**TEXTAUSZUG**.
Das Feiern, der Wodka, die Sitten Geschichten zum Schmunzeln – Mein Krisen-Alternativ-Programm

Hand aufs Herz: Haben Sie es nicht auch satt, ständig negative Nachrichten zu lesen? Bei denen man denkt, es seien „Aufzeichnungen aus einem Irrenhaus“? Was sie aber leider nicht sind – denn es sind reale Neuigkeiten aus Deutschland. Ich möchte Ihnen ein Kontrastprogramm bieten, aus meiner Zeit in Russland. Zum Entspannen und Schmunzeln. Voilà:

Hauptsache, keine Verspätung! Jede Minute kann einen sonst teuer zu stehen kommen. Vielleicht war es ein Versprecher, als Michail Gorbatschow einst sagte: „Wer zu spät kommt, den bestraft das Leben“. Vielleicht hat er den letzten Buchstaben vertauscht, und meinte: die Leber. Denn wer es nicht rechtzeitig schafft zu einer Feier, dem droht in Russland ein „Strafnoi“. Frei ließe sich das mit „Strafstoß“ übersetzen: Ein voll gefülltes Wodka-Glas, das der zu spät gekommene austrinken muss – um Sühne zu tun, und um den Rest der Gesellschaft in der Stimmungslage einzuholen. Gott sei Dank geht der Straf-Kelch heute an mir vorüber. Valerij, Hausherr und Geburtstagskind in Personalunion, ist gnädig.

**BEREITGESTELLTES MATERIAL**.
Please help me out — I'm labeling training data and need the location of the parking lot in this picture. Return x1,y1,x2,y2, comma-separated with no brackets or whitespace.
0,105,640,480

**AUFGABENSTELLUNG**.
a) Beantworten Sie anhand des Textauszugs über russische Feiersitten diese Fragen:
(i) Welchen Satz soll Michail Gorbatschow einst gesagt haben?
(ii) Mit welchem deutschen Wort lässt sich „Strafnoi“ frei übersetzen?
(iii) Welche beiden Rollen vereint Valerij in Personalunion?
b) Schreiben Sie aus dem Textauszug über russische Feiersitten den Abschnitt von „Hauptsache, keine Verspätung!“ bis einschließlich „Personalunion, ist gnädig.“ wortgetreu ab.
c) Führen Sie den Textauszug über russische Feiersitten im Anschluss an seinen letzten Satz weiter.
Die Daten haben mit dem Textauszug nichts zu tun.

**LÖSUNGEN**.
a)
(i) „Wer zu spät kommt, den bestraft das Leben“.
(ii) Mit „Strafstoß“.
(iii) Er ist Hausherr und Geburtstagskind.

b)
Hauptsache, keine Verspätung! Jede Minute kann einen sonst teuer zu stehen kommen. Vielleicht war es ein Versprecher, als Michail Gorbatschow einst sagte: „Wer zu spät kommt, den bestraft das Leben“. Vielleicht hat er den letzten Buchstaben vertauscht, und meinte: die Leber. Denn wer es nicht rechtzeitig schafft zu einer Feier, dem droht in Russland ein „Strafnoi“. Frei ließe sich das mit „Strafstoß“ übersetzen: Ein voll gefülltes Wodka-Glas, das der zu spät gekommene austrinken muss – um Sühne zu tun, und um den Rest der Gesellschaft in der Stimmungslage einzuholen. Gott sei Dank geht der Straf-Kelch heute an mir vorüber. Valerij, Hausherr und Geburtstagskind in Personalunion, ist gnädig.

c)
Immer wieder müssen sich die Russen nachsagen lassen, in ihrem Land herrsche überall Chaos und Unordnung. Eine Unterstellung. Denn zumindest in einem Bereich ist diese Behauptung problemlos zu widerlegen: Wenn es um das Feiern geht, herrschen in Russland strenge Traditionen und bewährte Sitten, die uns Deutsche vor Neid erblassen lassen. Das betont zumindest Valerij, mein Freund, ein graumelierter Mittvierziger, während er das Glas zum ersten Trinkspruch hebt: Auf die Völkerfreundschaft.

Der Tischherr hat die Lufthoheit

Ob Geburtstag, Taufe oder Hochzeit: Bei einer anständigen Familienfeier sorgt ein „Tamada“, der Tischherr, für die Einhaltung aller Regeln. Was nicht ohne eine gewisse Pikanterie ist in diesen stürmischen Tagen, gilt der „Tamada“ doch ausgerechnet als eine georgische Erfindung. Der Tischherr hat das, worum die CSU in Bayern so angespannt kämpft: nämlich die Lufthoheit über dem (Stamm-)Tisch. Er ist für die Trinksprüche zuständig, die „Toasts“. Und muss dabei all die ungeschriebenen Gesetze einhalten – wie etwa, dass zwischen dem ersten und dem zweiten Trinkspruch nur so wenig Zeit vergehen darf, dass es eine Fliege nicht schafft, über den Tisch zu fliegen. Sagt Valera, und hebt schon wieder das Glas. Auf den Frieden.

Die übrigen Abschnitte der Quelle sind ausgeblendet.